Look below for the line with "of the grassy", and from there restate every line word for word until the entries end.

*Source records*
--------------------------------
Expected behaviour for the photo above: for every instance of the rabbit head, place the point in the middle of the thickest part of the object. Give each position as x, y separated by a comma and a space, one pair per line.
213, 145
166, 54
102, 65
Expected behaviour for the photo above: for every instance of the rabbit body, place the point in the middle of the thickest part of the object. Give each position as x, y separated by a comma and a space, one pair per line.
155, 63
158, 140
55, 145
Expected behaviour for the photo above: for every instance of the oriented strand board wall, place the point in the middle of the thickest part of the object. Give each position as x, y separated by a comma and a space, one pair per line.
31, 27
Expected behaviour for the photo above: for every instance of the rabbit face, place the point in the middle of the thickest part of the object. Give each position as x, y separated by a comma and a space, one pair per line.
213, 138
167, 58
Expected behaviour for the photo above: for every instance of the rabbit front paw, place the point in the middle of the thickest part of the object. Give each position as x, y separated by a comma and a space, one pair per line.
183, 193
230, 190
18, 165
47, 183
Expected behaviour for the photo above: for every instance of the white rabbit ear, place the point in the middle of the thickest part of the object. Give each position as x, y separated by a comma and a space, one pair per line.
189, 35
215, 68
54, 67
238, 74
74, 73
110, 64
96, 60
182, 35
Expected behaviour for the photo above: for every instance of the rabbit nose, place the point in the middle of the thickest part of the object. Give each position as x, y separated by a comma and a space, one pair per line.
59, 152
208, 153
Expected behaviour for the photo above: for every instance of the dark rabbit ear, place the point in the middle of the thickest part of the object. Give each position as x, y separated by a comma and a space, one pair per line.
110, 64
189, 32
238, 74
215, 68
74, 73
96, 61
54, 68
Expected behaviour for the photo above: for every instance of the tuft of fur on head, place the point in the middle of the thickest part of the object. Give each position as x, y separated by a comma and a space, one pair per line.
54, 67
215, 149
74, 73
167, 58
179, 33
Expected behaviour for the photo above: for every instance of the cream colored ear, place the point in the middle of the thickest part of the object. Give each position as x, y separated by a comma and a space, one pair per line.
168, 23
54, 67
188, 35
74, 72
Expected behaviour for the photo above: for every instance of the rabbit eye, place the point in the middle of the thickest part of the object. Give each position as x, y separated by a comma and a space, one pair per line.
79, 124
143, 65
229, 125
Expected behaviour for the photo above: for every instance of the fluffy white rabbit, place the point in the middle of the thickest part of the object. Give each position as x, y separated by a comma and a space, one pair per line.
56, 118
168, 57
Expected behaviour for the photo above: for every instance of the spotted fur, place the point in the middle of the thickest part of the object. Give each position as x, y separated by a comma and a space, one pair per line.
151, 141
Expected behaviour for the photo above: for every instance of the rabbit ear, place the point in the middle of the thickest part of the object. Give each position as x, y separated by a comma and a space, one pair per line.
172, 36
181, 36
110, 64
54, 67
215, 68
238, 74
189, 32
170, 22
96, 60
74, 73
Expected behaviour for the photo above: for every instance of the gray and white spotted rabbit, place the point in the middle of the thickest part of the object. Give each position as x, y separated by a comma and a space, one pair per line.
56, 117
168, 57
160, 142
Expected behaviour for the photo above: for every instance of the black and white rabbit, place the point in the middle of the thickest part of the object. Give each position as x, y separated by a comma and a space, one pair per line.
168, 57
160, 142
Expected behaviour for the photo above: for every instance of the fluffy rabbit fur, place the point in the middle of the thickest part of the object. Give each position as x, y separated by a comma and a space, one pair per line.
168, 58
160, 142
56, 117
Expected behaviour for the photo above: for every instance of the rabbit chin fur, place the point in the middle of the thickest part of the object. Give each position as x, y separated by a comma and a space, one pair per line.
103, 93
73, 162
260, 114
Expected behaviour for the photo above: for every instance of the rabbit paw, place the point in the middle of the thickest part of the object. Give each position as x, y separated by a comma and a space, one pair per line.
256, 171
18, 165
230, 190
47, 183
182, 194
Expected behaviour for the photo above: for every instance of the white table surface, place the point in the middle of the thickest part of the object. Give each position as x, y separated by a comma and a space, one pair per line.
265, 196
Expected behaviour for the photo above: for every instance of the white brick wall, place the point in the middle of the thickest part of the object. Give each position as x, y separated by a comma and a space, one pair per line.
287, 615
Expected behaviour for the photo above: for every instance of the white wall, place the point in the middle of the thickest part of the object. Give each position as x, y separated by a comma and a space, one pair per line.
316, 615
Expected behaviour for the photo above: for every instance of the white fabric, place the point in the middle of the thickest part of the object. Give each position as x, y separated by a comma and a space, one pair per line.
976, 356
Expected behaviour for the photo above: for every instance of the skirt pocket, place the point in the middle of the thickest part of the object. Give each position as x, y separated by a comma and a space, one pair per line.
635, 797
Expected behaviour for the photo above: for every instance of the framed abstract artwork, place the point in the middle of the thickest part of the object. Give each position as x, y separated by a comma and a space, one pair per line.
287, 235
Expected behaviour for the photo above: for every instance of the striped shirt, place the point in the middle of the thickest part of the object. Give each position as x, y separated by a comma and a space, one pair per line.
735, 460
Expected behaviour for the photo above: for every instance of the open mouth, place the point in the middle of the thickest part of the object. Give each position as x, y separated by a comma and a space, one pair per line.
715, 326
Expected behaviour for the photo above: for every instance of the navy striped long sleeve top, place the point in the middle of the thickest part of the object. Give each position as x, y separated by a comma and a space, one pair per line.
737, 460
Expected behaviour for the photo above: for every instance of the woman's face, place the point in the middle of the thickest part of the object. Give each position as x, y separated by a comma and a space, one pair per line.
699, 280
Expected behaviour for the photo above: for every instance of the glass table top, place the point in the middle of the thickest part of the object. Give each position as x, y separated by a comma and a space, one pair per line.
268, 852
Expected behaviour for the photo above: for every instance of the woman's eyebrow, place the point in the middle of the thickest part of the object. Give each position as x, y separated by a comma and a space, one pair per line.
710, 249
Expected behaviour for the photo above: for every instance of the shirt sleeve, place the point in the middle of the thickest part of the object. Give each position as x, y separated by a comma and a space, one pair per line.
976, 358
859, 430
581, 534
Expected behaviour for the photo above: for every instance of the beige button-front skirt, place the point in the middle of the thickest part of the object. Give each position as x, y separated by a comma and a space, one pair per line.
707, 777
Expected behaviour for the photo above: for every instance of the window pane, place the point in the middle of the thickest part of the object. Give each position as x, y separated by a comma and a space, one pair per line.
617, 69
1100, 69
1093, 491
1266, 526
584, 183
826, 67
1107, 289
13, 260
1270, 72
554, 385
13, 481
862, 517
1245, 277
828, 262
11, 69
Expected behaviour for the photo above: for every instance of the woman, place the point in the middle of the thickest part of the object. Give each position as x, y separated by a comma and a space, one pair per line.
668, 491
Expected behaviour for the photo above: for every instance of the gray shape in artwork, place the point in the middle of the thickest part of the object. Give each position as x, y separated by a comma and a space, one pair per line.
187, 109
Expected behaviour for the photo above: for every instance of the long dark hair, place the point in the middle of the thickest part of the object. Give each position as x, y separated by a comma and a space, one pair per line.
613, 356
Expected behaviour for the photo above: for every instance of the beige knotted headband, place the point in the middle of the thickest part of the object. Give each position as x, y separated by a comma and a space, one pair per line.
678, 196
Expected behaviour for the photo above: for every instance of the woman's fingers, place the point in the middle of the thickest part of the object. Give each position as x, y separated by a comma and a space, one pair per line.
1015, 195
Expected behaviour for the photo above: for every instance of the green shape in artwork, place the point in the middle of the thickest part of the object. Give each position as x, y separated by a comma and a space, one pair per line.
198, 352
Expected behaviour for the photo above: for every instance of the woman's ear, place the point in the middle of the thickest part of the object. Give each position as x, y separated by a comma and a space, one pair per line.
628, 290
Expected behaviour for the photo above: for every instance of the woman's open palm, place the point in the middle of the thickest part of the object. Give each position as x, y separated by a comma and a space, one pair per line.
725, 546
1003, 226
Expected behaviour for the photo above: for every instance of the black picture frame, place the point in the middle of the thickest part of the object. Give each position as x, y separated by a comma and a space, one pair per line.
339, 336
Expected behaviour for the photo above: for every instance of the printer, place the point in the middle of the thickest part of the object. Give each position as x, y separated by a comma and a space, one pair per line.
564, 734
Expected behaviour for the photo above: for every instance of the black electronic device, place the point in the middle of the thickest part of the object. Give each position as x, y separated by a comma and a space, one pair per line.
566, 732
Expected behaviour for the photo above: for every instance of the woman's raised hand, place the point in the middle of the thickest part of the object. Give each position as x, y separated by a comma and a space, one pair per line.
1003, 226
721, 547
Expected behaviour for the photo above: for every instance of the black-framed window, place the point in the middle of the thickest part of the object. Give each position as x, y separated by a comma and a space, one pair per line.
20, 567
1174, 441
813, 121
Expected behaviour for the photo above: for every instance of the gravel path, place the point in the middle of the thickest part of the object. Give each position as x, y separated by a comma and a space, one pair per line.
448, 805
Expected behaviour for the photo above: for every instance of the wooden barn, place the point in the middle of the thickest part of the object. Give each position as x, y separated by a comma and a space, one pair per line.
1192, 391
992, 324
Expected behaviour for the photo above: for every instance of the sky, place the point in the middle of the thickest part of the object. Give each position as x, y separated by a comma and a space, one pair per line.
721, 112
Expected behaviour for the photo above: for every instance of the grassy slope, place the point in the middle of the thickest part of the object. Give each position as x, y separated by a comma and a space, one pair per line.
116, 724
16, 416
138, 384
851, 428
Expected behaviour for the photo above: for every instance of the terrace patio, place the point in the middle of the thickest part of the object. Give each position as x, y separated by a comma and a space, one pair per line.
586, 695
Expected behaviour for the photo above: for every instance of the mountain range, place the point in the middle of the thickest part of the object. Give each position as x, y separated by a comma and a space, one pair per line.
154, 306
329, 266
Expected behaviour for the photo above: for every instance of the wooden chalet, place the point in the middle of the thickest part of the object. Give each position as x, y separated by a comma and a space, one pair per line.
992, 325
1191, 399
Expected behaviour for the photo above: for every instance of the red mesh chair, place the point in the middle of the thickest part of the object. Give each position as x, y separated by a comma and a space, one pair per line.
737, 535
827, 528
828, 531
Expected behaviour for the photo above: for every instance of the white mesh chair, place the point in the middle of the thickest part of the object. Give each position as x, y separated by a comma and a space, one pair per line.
--------------------------------
*Output for this exercise*
Expected behaviour for the photo above: for every instance of the grassy slope, place the point in the middle of the thickest part of the object. Give each position as x, y separated by a comma and a space, one pair per line.
116, 724
16, 416
138, 384
851, 428
Expected behaviour for the photo above: for every instance of the terrace patio, place the point in the middle of the thickest part of the object. Give each position as x, y separated by a comma and a space, one pair per line.
586, 695
Expected behaviour for the photo above: for every instance of the mountain range, place the point in the middle of the thickest part of the object. Give each position as x, y separated by a comma and a space, one pair per line.
154, 306
329, 266
Expected behaviour for the photo above: for every instance of the wooden chalet, place the point in the middle of the thickest part of the object. Give each position as x, y separated by a comma and a space, one pair per line.
992, 325
1191, 399
Expected behaviour for the photo above: for every instance of the red mesh chair, place the point in the middle of the thickest part of the object. Give each position as x, y separated by a comma and a space, one pair per line.
737, 535
827, 528
828, 531
Expected behaviour for the photo above: for every instance of the white mesh chair, place the point in the middle of the thickest part of the object. Give each position as x, y separated by a comma and a space, one pair per line.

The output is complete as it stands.